# Quail, Geese, Vizsla on Ice, Thats Nice



## sniper john (Jun 17, 2010)

After cancelling two prior hunting road trips this season due to family health issues, it was nice to get out of town finally. After a stop in Tulsa to visit a sick aunt I moved on to West Central Oklahoma, did a little waterfowl scouting. To tired to set camp, so I slept in my truck, then got up early to visit with some NWR staff and do a little Quail hunting with Dash Rip Rock. 










I found out a new area on the Refuge with some excellent Quail habitat had been opened to access recently, so that is were I started. Dash did find Quail. Sure been nice to be able to find wild birds this year. Like a Drug... 











That evening I set the big camp and relaxed while waiting for Steve one of my goose hunting partners to arrive. I never spoil my hunting dogs, so I put Dash to work guarding the tent. 










The next morning I slept in, but ran out late morning to sit on a main lake point to pass shoot. I used tumble weeds for my blind. I would have to stick my feet into the tumble weeds to keep them from rolling away in the wind. When I got up to shoot, they would roll off into the water and I would have to go find more tumble weeds. 










A front and high winds had pushed out the ducks I scouted the day before and was unable to hunt where I had planned anyway for fear of being killed by giant rolling tumble weeds. It really was that bad. Buffleheads, Mergansers, and a few Geese were just about all that remained. 










I killed my first ever Common Mergansers. I was surprised how large they were. When the first flock flew in and landed in range off the point, I did not shoot as I was working some big Canadas with a flute call. Dash and his on the job training got a little too excited with the calling back and forth. One of my tumbleweeds broke free and rolled off into the water exposing us and giving our position away to the geese. The Mergansers now where not sure about the tumbleweed even though there were several floating across the lake. I wanted to hold out for some drakes that were just out of range, but had to settle for closer hen as it ran across the water trying to get airborn. 










Beautiful long slender birds, drakes and hens both. I might have gotten a pair mounted if I had taken a drake, but I only killed hens and afterall they are trash birds. They will be fine in sausage makings though. Dash did not know what to think with fish falling out of his birds. 










Sig1921 showed up in time to join us scouting and to prepare for the next morning's goose hunt. It looked bad. Reports were that the area's 50,000 Canadas had reduced to less than 5000. White geese were plentiful. Plan was to throw the kitchen sink at them and put out every decoy I had in the morning. Maybe a hundred Canada decoys, couple hundred Snow decoys, and a spread of 4 dozen crane decoys. 



















Saturday morning we used layouts and the conditions were tough. Being his first field Goose hunt Dash surprised me by being very manageable at the layout. Ten to Twenty thousand White geese settled in the next field and sucked in every Goose that wanted to stop. Nothing would decoy to us. Dash got credit for the only Goose taken. At the end of the hunt there was a single Ross Goose Way out in the wheat field. No idea how it got there or who shot it, but it had a broken wing. I sent Dash. He had fun running it down and tackling it. He carried that goose around the entire time while we picked up decoys. 










Saturday afternoon we ran to a pond on a local WMA for an evening hunt, but found it occupied. So we moved on to plan B to hunt an area city lake. Nothing taken, but it was mostly a scouting mission as we had never hunted either place before. That night it snowed and got even colder.

----------

WRITTEN REQUEST A: Render the listing, from the line containing "surface in the photo above." through the end of the listing, as a JSON list of strings with one string per line. Skip blank lines and leave the pictures out.
The hunting post and the listing come from separate sources.

----------

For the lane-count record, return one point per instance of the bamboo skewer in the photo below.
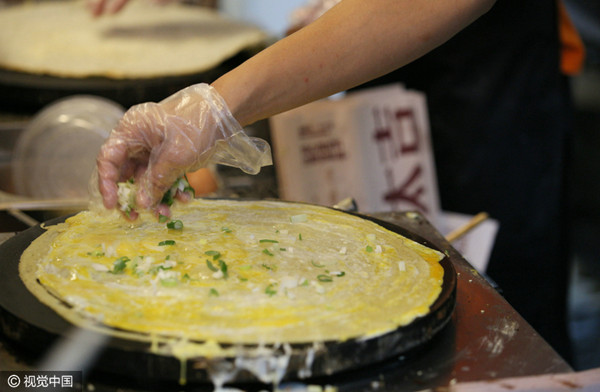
(461, 231)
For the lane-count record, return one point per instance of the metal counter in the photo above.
(486, 339)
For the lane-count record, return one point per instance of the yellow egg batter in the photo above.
(233, 272)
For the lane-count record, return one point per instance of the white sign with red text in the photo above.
(373, 145)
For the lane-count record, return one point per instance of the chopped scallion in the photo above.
(119, 265)
(324, 278)
(223, 268)
(267, 252)
(215, 254)
(175, 225)
(211, 266)
(270, 290)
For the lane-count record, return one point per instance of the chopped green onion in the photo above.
(175, 225)
(215, 254)
(223, 268)
(324, 278)
(267, 252)
(96, 254)
(298, 218)
(211, 266)
(270, 290)
(119, 265)
(171, 282)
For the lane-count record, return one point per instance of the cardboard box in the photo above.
(373, 146)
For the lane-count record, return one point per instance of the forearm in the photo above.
(354, 42)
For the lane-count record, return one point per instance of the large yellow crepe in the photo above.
(145, 40)
(233, 272)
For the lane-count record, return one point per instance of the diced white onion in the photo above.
(99, 267)
(402, 266)
(298, 218)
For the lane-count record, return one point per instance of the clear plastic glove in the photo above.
(156, 143)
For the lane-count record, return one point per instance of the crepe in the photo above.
(145, 40)
(250, 272)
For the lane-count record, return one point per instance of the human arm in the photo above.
(354, 42)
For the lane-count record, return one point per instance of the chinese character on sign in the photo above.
(397, 135)
(67, 381)
(42, 381)
(54, 381)
(30, 381)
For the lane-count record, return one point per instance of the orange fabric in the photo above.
(572, 48)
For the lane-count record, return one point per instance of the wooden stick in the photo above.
(461, 231)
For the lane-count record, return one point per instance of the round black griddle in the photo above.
(33, 327)
(27, 92)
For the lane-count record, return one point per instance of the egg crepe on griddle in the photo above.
(233, 271)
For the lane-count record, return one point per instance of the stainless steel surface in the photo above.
(485, 340)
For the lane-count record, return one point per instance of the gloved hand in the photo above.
(156, 143)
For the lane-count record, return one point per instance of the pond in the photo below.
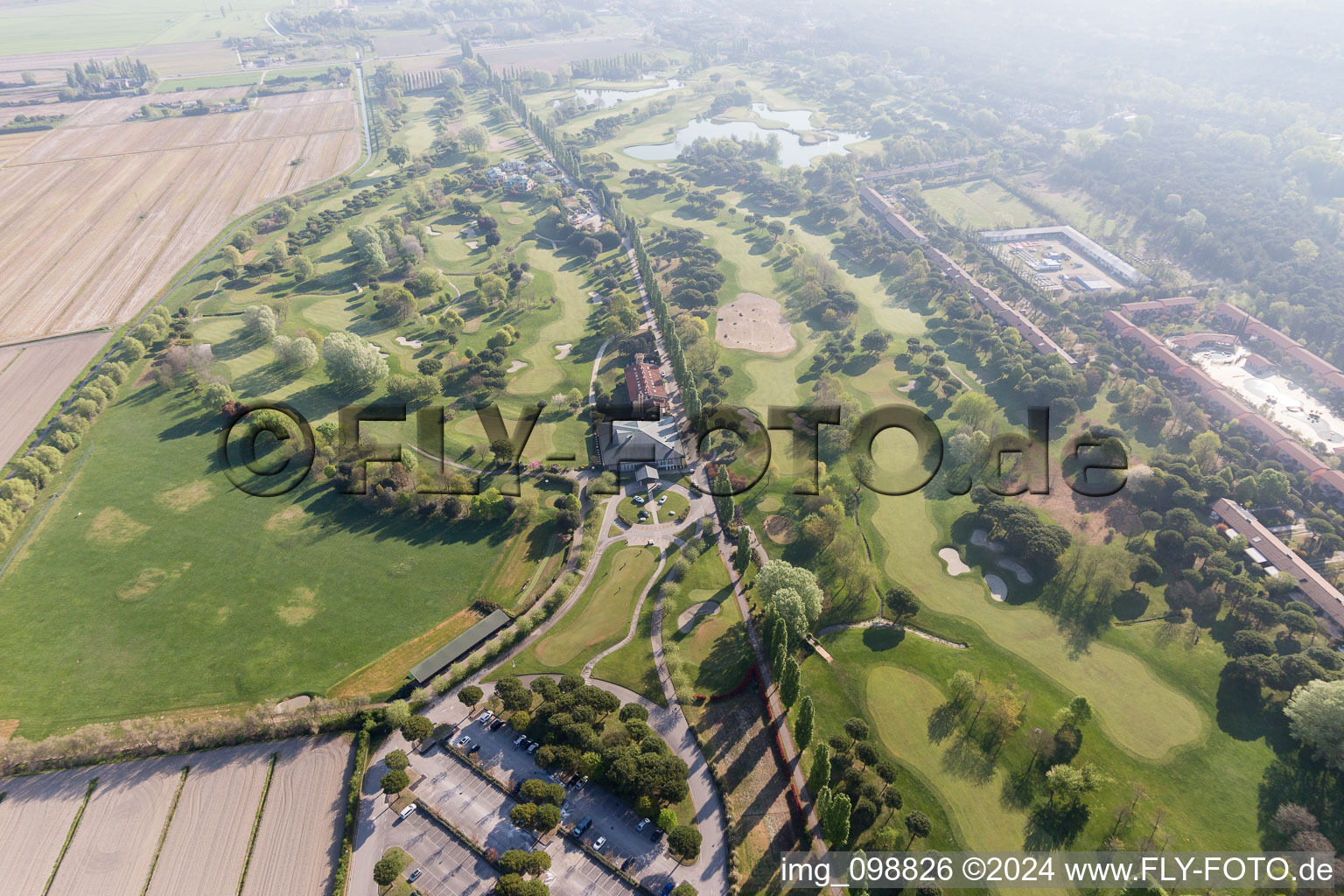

----------

WRITTEN REQUEST B: In the hunting trip post, what did the writer use as a blind while pass shooting from the main lake point?

OUTPUT A:
[
  "For the lane-count record, return one point per instance of the stainless steel surface in the photo above.",
  "(485, 340)",
  "For the lane-count record, return one point per instance of the gloved hand in the photo above.",
  "(156, 143)",
  "For the lane-count record, return one point per instance of the pond in the photo below."
]

OUTPUT B: Tumble weeds.